» Description of the task
Quote the records that follow in full and exactly; leave out the pictures.

» Input material
= = = =
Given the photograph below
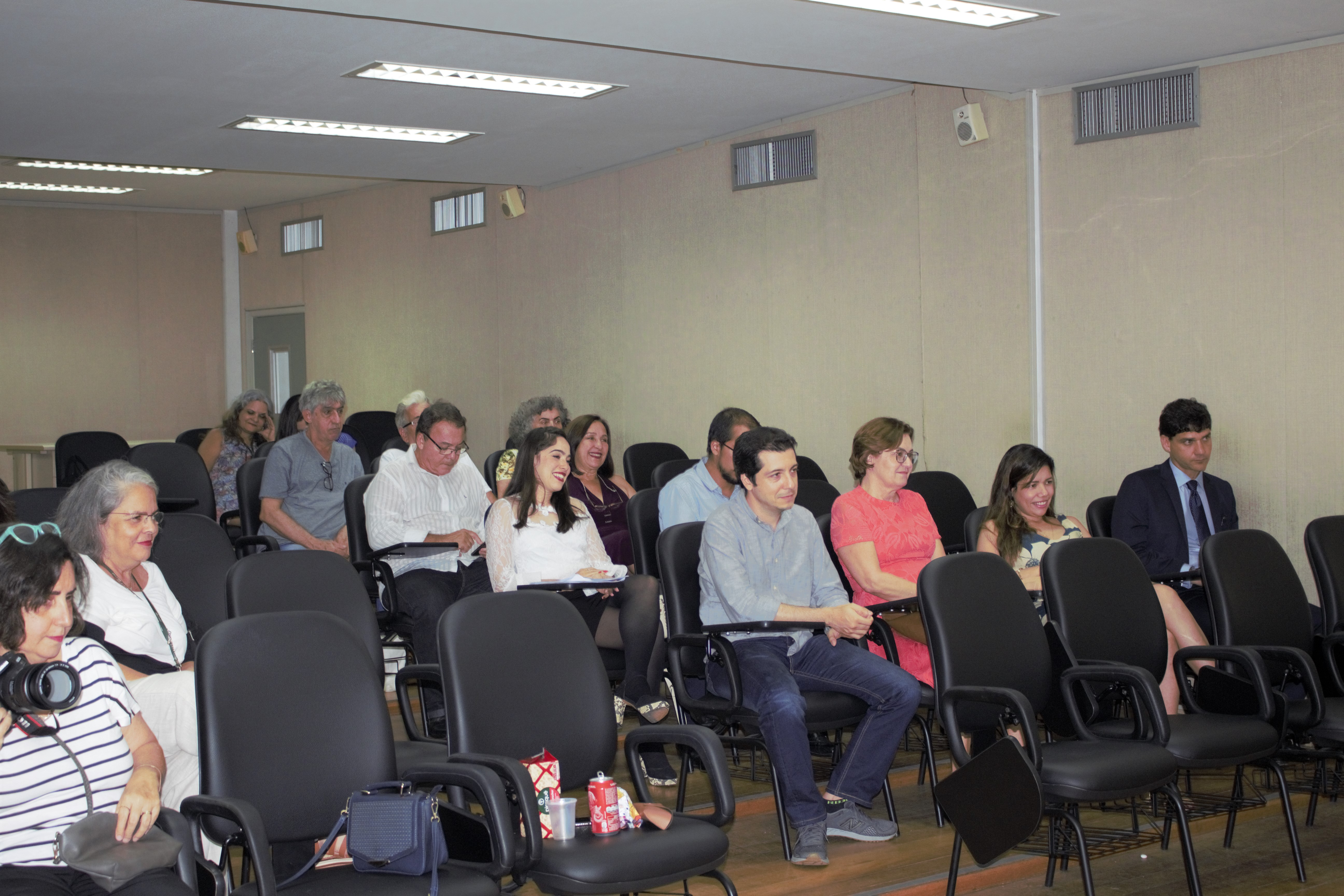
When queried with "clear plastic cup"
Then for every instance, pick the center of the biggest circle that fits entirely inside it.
(562, 817)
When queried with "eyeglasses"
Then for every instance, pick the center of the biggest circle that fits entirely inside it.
(27, 533)
(139, 519)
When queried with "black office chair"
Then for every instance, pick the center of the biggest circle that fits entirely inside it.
(1098, 516)
(669, 471)
(549, 675)
(182, 477)
(816, 496)
(949, 503)
(994, 668)
(1104, 608)
(642, 515)
(290, 727)
(77, 453)
(642, 459)
(679, 559)
(37, 506)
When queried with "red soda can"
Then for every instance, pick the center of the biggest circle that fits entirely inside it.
(604, 807)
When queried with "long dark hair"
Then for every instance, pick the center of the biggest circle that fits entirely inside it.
(525, 479)
(1018, 464)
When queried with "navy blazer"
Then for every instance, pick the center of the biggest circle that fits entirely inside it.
(1148, 516)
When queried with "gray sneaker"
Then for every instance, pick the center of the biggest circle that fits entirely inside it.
(853, 823)
(811, 847)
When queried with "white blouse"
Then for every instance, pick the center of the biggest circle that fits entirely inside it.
(128, 621)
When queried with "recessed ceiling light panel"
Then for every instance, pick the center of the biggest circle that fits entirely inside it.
(65, 188)
(349, 130)
(99, 166)
(482, 80)
(968, 14)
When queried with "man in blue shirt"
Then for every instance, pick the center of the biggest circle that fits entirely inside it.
= = = =
» Exercise answer
Given the photograph below
When queried with "clear plastic cup"
Then for every instance, pick the center of the biggest circle that fits entirely inside it.
(562, 817)
When queried with "eyeglasses"
Then for every instance, pick the center of the biggest circle that fits entirely inside it.
(27, 533)
(139, 519)
When queried with "black office chair"
Then for every instance, pick the center of the biggest circle that fits entirely inside it.
(1098, 516)
(669, 471)
(549, 675)
(182, 477)
(816, 496)
(949, 503)
(994, 668)
(1104, 608)
(642, 515)
(290, 727)
(77, 453)
(642, 459)
(679, 559)
(37, 506)
When queried with "red soda can"
Then for every instance, pick the center of the biggest circle that fits entirely inside it.
(604, 807)
When queried with "long dark hair"
Then for every instance, pick the center of the biggest circle that fits entirely inside it.
(525, 479)
(1018, 464)
When queried with "navy blazer"
Then for every instance, pick the center of the biggest circle that fits entirely inside it.
(1148, 516)
When queried with "gray sneaker"
Then for every instance, pick the center of the biggest circle that fits entirely inside it.
(853, 823)
(811, 847)
When queried with "white blouse"
Then for every instance, pick the center of the biggest circle that fits entirely inside it.
(128, 621)
When queried with "recessed ceiling light panel"
Then for every instance, pick the center of the biggest circle that fits entirely inside it.
(65, 188)
(349, 130)
(99, 166)
(482, 80)
(968, 14)
When queried with "man in blue shirt"
Then for every instance, pick the center of the biggest circle that fits entirely inside it.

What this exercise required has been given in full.